Start Passage to read

2. The system of claim 1 further comprising a template having a
movable support affixed thereto, the movable support having at
least one jack rotatable to orient a longitudinal axis of the at
least one jack at a selected angle with reference to vertical.
3. The system of claim 2 wherein the template comprises an opening
for receiving a conductor pipe therethrough at a selected angle
maintained by the at least one jack.
4. The system of claim 2 wherein the upper pipe injector housing
and the lower pipe injector housing are each mounted in a
respective frame, the lower pipe injector housing frame affixable
to the template at a selected angle determined by an extension
length of the at least one jack.
5. The system of claim 4 wherein the upper pipe injector housing
frame is configured to couple to the lower pipe injector housing
frame.
6. The system of claim 1 further comprising a wiper disposed in the
upper pipe injector housing above the upper pipe injector.
7. A method for performing well intervention, comprising: placing a
template comprising at least one axially rotatable jack on the
bottom of a body of water; lowering a conductor pipe to the
template and supporting the conductor pipe at a selected
inclination using the at least one jack; inserting the conductor
pipe into the sub-bottom to a selected depth below the bottom of
the body of water; drilling a wellbore for a surface casing from
within the conductor pipe; setting the surface casing in the
wellbore at the selected inclination; coupling a blowout preventer
assembly to an upper end of the surface casing, a through bore of
the blowout preventer assembly being oriented at the selected
inclination; and coupling a spacer spool and an upper seal housing
on top of the blowout preventer assembly, a through bore of the
spacer spool and the upper seal housing having a through bore
oriented at the selected inclination.
8. The method of claim 7 wherein the upper seal housing comprises a
pipe injector disposed therein, the pipe injector in the upper seal
housing operable to move wellbore intervention tools
therethrough.
9. The method of claim 8 further comprising operating the pipe
injector to move a wellbore intervention tool assembly along an
interior of at least the surface casing while operating seals in
the upper seal housing to exclude fluid in the interior of the
surface casing from being discharged therefrom.
10. The method of claim 9 wherein the operating the pipe injector
in the upper seal housing is performed to lift the wellbore
intervention tool assembly out of the surface casing.
11. The method of claim 10 wherein the blowout preventer assembly
comprises a pipe injector disposed in a common housing therein, the
pipe injector in the common housing operable to move wellbore
intervention tools therethrough.
12. The method of claim 11 further comprising operating the pipe
injector in the common housing to move the wellbore intervention
tools into the surface casing.

End Passage to read
Start Listing

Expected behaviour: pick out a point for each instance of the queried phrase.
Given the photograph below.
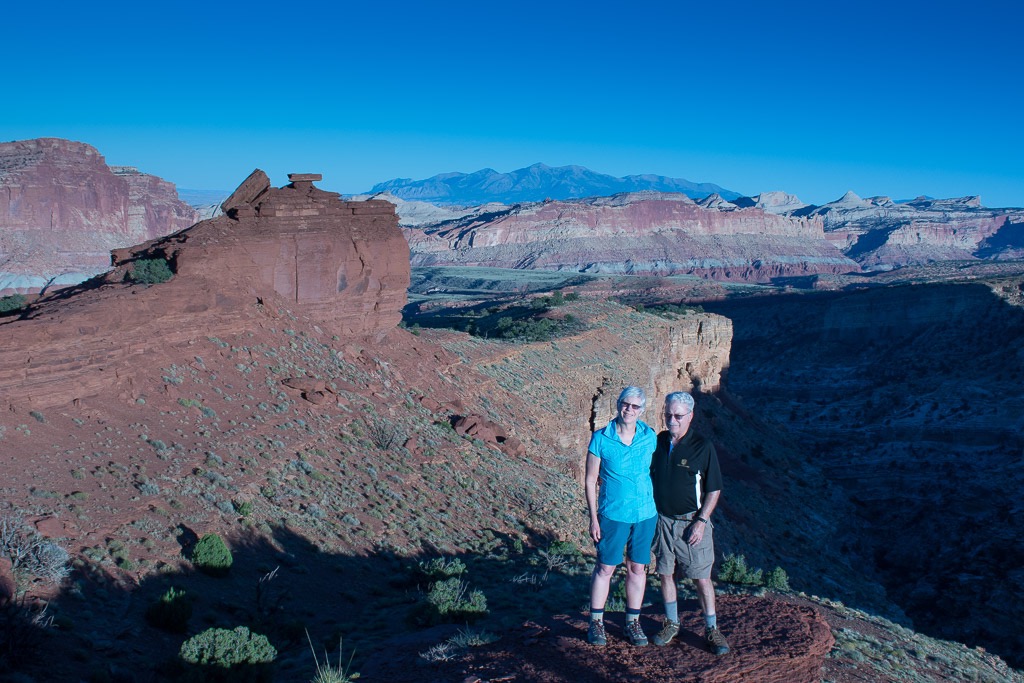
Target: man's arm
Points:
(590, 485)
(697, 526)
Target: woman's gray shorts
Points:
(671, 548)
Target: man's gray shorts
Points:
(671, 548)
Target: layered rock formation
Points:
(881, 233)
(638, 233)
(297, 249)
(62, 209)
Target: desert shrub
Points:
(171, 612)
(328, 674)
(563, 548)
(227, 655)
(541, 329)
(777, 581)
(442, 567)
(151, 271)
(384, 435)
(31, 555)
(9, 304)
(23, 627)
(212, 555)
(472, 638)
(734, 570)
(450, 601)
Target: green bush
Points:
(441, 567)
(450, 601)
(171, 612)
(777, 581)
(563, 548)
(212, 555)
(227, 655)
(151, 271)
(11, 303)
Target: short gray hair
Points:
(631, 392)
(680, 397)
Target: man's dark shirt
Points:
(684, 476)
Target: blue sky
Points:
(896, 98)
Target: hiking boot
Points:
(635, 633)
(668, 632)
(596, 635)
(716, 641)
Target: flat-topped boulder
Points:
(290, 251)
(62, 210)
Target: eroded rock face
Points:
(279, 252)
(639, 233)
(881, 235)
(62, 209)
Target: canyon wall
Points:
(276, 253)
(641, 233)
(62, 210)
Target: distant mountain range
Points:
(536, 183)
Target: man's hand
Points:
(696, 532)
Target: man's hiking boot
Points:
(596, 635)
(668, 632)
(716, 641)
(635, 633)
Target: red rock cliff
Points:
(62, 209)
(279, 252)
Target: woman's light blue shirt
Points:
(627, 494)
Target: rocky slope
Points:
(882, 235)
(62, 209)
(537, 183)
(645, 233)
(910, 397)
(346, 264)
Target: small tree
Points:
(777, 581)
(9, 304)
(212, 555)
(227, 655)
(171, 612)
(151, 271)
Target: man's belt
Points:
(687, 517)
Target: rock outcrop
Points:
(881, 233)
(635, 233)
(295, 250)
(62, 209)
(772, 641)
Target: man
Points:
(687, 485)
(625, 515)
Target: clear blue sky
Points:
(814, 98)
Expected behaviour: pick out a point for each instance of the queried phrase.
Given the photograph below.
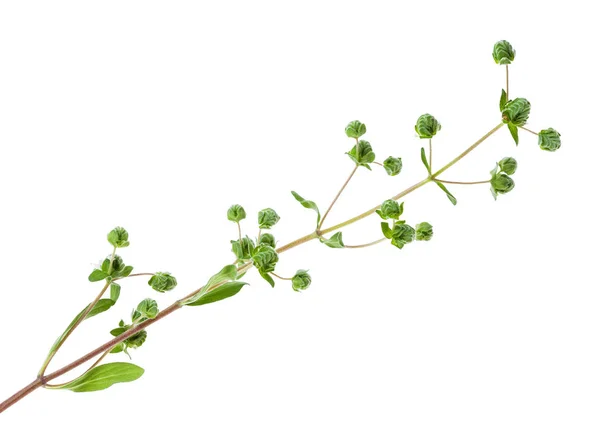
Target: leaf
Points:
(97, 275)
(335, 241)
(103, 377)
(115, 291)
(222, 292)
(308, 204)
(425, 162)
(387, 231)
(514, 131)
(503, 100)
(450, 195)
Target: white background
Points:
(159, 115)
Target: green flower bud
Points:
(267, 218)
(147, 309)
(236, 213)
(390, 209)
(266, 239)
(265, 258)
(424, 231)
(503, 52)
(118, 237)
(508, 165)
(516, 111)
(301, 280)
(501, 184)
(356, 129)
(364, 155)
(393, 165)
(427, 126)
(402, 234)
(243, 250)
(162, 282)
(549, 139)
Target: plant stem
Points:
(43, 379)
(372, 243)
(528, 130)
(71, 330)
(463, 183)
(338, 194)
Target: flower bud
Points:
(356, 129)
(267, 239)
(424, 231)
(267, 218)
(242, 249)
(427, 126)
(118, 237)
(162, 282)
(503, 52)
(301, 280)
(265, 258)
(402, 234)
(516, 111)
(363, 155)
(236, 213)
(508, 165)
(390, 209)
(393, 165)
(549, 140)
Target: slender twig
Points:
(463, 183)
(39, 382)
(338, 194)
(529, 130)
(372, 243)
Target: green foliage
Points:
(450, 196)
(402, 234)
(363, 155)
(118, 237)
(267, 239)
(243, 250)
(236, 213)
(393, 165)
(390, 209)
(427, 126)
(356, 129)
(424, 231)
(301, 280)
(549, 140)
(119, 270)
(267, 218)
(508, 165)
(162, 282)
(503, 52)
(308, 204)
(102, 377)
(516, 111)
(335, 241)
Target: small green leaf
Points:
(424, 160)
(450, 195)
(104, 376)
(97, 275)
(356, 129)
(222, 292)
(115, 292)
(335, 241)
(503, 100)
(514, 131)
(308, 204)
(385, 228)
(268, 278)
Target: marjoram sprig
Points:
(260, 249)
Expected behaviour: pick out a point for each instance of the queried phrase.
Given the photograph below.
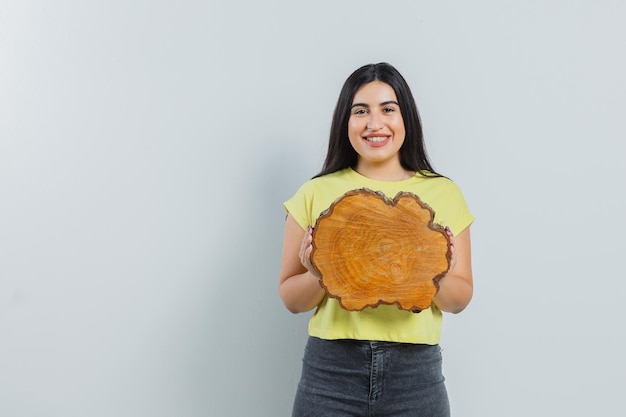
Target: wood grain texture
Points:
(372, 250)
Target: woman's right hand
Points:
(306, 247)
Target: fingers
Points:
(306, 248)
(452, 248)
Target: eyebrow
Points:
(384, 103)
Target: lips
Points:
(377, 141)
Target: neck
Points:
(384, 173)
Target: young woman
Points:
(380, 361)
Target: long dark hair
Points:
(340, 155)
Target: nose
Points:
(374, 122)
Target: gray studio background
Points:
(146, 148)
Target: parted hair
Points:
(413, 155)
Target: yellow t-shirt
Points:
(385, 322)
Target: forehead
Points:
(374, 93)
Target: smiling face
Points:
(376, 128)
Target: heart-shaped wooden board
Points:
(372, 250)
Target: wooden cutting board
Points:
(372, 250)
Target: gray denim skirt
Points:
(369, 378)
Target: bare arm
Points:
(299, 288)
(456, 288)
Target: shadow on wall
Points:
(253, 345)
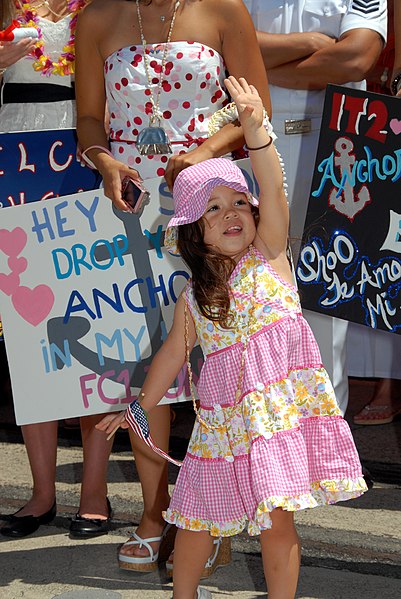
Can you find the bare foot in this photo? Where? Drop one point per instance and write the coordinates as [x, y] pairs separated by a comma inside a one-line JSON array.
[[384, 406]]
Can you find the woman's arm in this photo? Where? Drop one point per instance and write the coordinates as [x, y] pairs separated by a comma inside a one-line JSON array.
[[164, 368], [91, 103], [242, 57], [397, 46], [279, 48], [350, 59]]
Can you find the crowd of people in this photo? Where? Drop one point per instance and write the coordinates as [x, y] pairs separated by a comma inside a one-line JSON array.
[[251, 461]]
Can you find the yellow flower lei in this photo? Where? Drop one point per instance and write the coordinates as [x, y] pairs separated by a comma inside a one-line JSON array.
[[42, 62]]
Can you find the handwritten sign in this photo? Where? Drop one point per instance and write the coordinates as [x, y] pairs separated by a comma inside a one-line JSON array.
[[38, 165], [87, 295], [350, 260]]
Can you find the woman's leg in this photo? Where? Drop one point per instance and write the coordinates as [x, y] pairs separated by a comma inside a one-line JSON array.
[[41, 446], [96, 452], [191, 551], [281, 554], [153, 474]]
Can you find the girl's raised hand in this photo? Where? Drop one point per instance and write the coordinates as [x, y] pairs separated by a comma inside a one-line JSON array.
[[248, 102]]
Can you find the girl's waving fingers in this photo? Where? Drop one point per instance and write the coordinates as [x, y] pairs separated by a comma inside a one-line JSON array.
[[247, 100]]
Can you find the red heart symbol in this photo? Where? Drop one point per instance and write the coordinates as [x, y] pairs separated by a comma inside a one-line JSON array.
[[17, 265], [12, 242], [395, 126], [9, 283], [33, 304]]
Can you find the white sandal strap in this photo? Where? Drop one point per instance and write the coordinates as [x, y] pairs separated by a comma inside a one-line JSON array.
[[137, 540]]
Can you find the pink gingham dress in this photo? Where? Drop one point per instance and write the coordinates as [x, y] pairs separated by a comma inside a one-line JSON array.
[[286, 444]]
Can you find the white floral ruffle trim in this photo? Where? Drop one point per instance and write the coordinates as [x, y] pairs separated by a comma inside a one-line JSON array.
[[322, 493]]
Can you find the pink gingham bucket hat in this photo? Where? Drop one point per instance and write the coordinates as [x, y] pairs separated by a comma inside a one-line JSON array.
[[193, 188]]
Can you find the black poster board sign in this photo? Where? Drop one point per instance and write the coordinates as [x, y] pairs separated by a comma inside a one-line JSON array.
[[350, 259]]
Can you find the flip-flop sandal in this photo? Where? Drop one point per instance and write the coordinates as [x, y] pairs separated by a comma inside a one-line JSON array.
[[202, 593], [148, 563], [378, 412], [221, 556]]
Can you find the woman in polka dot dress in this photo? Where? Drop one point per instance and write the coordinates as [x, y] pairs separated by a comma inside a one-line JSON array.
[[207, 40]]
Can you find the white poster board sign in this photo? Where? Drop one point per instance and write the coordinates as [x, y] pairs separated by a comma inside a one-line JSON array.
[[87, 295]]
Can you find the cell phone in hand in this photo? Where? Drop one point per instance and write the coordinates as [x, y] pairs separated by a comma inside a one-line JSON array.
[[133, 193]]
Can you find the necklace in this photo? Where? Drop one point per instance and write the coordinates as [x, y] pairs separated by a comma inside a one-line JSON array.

End Listing

Written tasks -
1. Answer these questions about the patent claims:
(a) According to claim 6, where is the wiper disposed?
(b) In the method of claim 7, where is the template placed?
(c) According to claim 10, what is the pipe injector in the upper seal housing operated to do?
2. Extract every line of the entries that contains the word "blue".

Solutions per task -
1.
(a) In the upper pipe injector housing above the upper pipe injector.
(b) On the bottom of a body of water.
(c) To lift the wellbore intervention tool assembly out of the surface casing.

2.
Target: blue sky
Target: woman's light blue shirt
Target: clear blue sky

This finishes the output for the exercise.